AIM: The records are to be restated in their entirety, word for word.

DATA LINES:
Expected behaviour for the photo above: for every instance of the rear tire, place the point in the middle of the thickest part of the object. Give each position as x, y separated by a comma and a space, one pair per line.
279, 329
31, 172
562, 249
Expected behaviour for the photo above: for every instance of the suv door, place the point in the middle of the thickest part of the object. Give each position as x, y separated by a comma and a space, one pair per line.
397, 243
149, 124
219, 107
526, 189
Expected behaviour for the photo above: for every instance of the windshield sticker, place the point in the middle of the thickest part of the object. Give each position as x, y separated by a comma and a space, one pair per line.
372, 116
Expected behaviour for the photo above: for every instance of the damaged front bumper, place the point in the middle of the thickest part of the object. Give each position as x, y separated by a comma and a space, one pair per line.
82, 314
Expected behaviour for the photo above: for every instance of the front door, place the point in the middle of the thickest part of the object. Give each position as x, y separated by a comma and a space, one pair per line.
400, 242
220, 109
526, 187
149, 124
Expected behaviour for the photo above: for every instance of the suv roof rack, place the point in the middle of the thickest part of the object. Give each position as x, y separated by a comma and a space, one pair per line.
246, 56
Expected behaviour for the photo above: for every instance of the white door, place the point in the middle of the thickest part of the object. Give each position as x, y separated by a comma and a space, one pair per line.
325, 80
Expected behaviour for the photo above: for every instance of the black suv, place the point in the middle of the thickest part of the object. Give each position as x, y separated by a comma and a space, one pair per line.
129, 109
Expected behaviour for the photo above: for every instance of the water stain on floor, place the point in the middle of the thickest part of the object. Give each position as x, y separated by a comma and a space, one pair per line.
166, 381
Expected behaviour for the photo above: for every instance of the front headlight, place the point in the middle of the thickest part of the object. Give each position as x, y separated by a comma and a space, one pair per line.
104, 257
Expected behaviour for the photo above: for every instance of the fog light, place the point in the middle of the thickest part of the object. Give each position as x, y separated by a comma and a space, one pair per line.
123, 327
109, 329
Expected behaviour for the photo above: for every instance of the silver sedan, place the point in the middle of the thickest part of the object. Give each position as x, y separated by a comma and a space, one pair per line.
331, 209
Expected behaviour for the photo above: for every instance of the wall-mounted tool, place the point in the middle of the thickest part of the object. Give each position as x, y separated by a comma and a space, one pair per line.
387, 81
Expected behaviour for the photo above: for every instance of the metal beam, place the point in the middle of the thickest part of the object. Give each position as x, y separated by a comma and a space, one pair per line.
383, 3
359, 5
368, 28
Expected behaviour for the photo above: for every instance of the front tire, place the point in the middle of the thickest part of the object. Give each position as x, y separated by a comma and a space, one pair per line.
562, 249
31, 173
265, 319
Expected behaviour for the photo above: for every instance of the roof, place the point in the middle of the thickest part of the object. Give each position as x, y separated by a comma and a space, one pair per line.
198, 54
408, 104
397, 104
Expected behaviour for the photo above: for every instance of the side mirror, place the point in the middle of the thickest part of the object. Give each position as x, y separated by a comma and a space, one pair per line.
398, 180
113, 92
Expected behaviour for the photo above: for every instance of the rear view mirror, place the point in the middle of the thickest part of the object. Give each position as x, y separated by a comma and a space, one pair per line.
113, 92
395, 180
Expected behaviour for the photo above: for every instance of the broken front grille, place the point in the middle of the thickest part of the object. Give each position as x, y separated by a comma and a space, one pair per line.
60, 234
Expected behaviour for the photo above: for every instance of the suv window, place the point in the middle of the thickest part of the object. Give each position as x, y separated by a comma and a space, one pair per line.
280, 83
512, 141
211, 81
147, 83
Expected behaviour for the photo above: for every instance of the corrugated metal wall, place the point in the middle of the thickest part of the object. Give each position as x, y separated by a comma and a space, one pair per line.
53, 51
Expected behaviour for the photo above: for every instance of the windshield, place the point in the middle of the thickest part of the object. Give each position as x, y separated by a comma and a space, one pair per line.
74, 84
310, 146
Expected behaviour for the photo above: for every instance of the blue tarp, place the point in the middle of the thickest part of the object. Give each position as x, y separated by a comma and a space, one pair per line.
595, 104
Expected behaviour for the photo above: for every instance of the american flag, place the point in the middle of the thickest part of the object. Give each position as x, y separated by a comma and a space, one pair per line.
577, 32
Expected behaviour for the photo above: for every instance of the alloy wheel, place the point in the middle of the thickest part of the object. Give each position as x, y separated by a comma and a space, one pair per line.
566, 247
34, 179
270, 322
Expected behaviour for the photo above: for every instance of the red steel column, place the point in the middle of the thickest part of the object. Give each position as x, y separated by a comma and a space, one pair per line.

RESULT OF THE EXERCISE:
Expected behaviour for the photo above: for every instance of the rear tire, place the point in the middle of the thickest part of the object. Give each position as x, y separated by a comma and a space, one pair per line.
279, 329
31, 172
562, 249
Expected behaviour for the photo above: for every instance of the suv door, place the point in the middle of the thickest part of the object. Give each position as x, y separated by a comma and a space, one pair per line.
397, 243
149, 124
219, 107
526, 189
Expected behaviour for the photo above: for every instance of the windshield sticker, place the point in the middle of the thickest part of the object. Give each position as x, y separated by a comma and a space, one pair per line.
372, 116
Expected behaviour for the photo above: for every instance of the damaged front bumper, place the point in the middle of the thickest part of the object. Give each position as x, y separated by a comma and a space, one pair per line.
82, 314
Expected behaviour for the photo above: for every instance of the front door, place the point in the middle of the thickest part of the object. Give each position as x, y separated by a comma and a space, one pair per line.
400, 242
220, 109
526, 187
149, 124
Expected behaviour for the photo above: for every instance of the suv roof rack, place the point in the middle of the thickest part of the object. Give each position as x, y separated by a comma and a space, one pair per line.
246, 56
Expected behaviour for the photo above: for every instance of the white door, place the point in the middle of the thickest part of the object. Give each position as x, y separated by a comma and a space, one pair per line.
325, 80
Expected behaviour for the photo above: for every instance of the black suv, place the point in the middle of the thickest part of the object. Give each position as x, y separated by a comma and a space, one pair per line.
129, 109
Expected behaviour for the photo above: for every instance of the water stain on floor, place the point in the middle of the thickest part of the object. Give each position as x, y separated by a comma and a space, one pair per line.
166, 381
Expected behaviour for the photo above: for every instance of the front headlight, place the point in the middle of the thickest part of the object. Give each position as x, y separated by a comma and a space, one pair per line.
104, 257
Expected behaviour for the photo above: for every instance of the fog light, place the point in the middle of the thickest part of the object. Give each position as x, y separated by a comma and a space, one pair per line.
123, 327
109, 329
Expected behaviour for the photo above: for every instance of the silver sedan, place the point in the middle of the thickest part of the object. Give each position as x, y separated by a comma and a space, one pair per line.
331, 209
Expected behaviour for the photo above: for every instance of the wall-mounted tool, place the point in the middle of the thickest part of the object. Give each position as x, y separated by a comma and a space, one pair per line.
387, 81
Expected behaviour for the photo above: for every instance of the metal beam, place the point in the middle of the thickest part of the object. Give each position as x, y separated by a comma and a space, one pair per line.
383, 3
359, 5
368, 28
Expected behaviour for the photo above: for every instance of the front tire, place the point in the middle of the thickest part of the object. Give each position as x, y separated by a comma and a space, one pair per line.
562, 249
31, 173
265, 319
Expected behaviour for the photo above: for every instance of the roof, place the point in the middle of the thickest part of the object. Give each position as x, y separated by a comma and a space, one pair per line.
198, 54
408, 104
397, 104
Expected behaviour for the photo above: for every instance of the side mirror, place the point in the middle of the thickest part of the object. Give each position as x, y separated by a comma and a space, one pair per line.
398, 180
113, 92
Expected behaviour for the photo above: for every instance of the rear view mirror, place the point in the middle of the thickest part of the object. Give each position as x, y separated by a comma and a space, one pair per line.
113, 92
395, 180
Expected behaviour for the photo above: for every instance of the broken front grille, place the point in the middle of the thickest part of the object. Give each position as x, y separated by a comma and a space, one pair per line.
60, 234
Expected behaviour for the photo above: for every instance of the suv window, place the point in the middle of the thickest part of the object. Give each position as x, y separated by a comma and a space, one pair per line.
280, 83
512, 141
211, 81
147, 83
Expected behaviour for the photo above: for every instance of the corrugated metal wall, place the point in the middle of the thickest part of the object. Give each position as x, y separated by a comma and a space, one pair per line.
53, 51
Expected behaviour for the photo above: for every instance of the windshield, place the point in the middle of the thickest part of the object. Give each position as x, y separated by a comma and a space, one pair per line.
74, 84
310, 146
Expected behaviour for the photo above: for every instance of the blue tarp, place the point in the middle of the thickest part of the object. Give each position as x, y separated by a comma and a space, one pair per line.
595, 104
Expected behaviour for the photo above: for every instance of the american flag, place the point in the middle of the thickest part of the object. Give each position as x, y separated by a comma and a space, one pair per line.
577, 32
Expected behaviour for the photo above: for every instance of the alloy wheel, place the point in the middle of the thickest part of the object. Give each position as x, y separated by a comma and a space, one pair per line.
566, 247
34, 179
270, 322
Expected behaviour for the photo above: for every instance of the red steel column, place the point in the middle of the thickest part of the object. Give each position as x, y separated by a comma and a space, one pair per line.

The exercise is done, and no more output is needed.